══ PROVIDED ENTRIES
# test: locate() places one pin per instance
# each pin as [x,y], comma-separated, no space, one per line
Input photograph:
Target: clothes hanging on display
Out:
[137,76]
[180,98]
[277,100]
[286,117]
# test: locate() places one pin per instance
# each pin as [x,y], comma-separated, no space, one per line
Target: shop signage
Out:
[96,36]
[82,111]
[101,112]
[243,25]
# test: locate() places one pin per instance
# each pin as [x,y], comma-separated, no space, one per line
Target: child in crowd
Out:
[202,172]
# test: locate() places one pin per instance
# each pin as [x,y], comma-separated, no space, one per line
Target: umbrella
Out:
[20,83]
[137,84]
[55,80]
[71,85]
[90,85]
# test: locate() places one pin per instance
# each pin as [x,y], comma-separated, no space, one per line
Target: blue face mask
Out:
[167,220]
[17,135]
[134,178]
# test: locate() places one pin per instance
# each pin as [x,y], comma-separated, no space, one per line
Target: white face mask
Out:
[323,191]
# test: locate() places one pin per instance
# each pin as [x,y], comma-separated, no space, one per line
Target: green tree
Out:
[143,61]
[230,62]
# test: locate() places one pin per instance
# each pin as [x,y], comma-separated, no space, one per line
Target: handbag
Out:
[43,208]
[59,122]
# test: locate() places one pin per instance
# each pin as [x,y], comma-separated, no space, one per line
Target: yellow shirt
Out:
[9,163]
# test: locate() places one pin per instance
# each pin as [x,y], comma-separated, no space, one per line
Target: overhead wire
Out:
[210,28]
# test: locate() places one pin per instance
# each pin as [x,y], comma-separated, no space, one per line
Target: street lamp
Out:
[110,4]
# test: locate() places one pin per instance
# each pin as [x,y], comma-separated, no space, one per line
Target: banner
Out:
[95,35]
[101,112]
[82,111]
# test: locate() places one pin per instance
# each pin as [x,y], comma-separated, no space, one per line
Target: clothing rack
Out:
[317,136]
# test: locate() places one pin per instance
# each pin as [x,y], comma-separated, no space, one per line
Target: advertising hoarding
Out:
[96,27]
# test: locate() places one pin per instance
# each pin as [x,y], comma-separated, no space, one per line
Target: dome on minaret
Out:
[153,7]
════
Copy every record above exactly as it stands.

» **PROBLEM SOLUTION**
# test: locate() places one pin per instance
# each pin as [x,y], comma-separated, no space, one per line
Input photograph:
Target: clothes hanging on display
Out:
[137,76]
[180,98]
[277,100]
[286,117]
# test: locate() places one pin per instance
# each pin as [x,y], comma-separated, no space, one per line
Target: shop signage
Out:
[96,36]
[82,111]
[101,112]
[243,25]
# test: locate() places one pin per instance
# each pin as [x,y], comma-separated, no space, one per line
Target: child in crowd
Out:
[202,172]
# test: locate() places one pin per instance
# each pin as [x,y], comma-separated, no space, one per line
Target: umbrella
Out:
[20,83]
[137,84]
[55,80]
[71,85]
[90,85]
# test: locate() places one pin per instance
# each pin as [x,y], comma-separated, no space, one per line
Target: blue face mask
Out:
[167,220]
[17,135]
[134,178]
# test: locate() places one pin per instance
# each pin as [x,y], comma-separated, no space, one per line
Target: white face mask
Out:
[323,191]
# test: locate() places one pin per instance
# each pin as [x,y], comma-separated, no space, one per line
Target: green tree
Out:
[143,61]
[230,62]
# test: locate() places one pin per instance
# each pin as [x,y], comma-separated, no space, one per line
Target: handbag
Out:
[43,208]
[59,122]
# test: locate() places one pin per instance
# each pin as [x,y], comma-separated, no space, one per line
Target: yellow shirt
Out:
[9,163]
# test: locate() places one pin per instance
# each pin as [x,y], comma-separated, no space, one per line
Target: overhead wire
Out:
[210,28]
# test: locate() places one pin per instance
# each pin as [x,y], comma-separated, no space, one per line
Target: street lamp
Out:
[110,4]
# test: locate() places one pin per instance
# each pin as [x,y], comma-separated, no space, one per line
Target: banner
Out:
[95,35]
[101,112]
[82,111]
# test: locate() places one pin per instance
# each pin as [x,y], comma-separated, no space, one per line
Target: clothing rack
Out:
[317,136]
# test: locate() places one pin per instance
# each pin as [x,y], comma-separated, no space, one per line
Target: advertising hoarding
Out:
[96,27]
# test: locate() places one pin per instance
# each pin as [x,y], comma-separated, no space, one per line
Target: dome on minaret
Out:
[153,7]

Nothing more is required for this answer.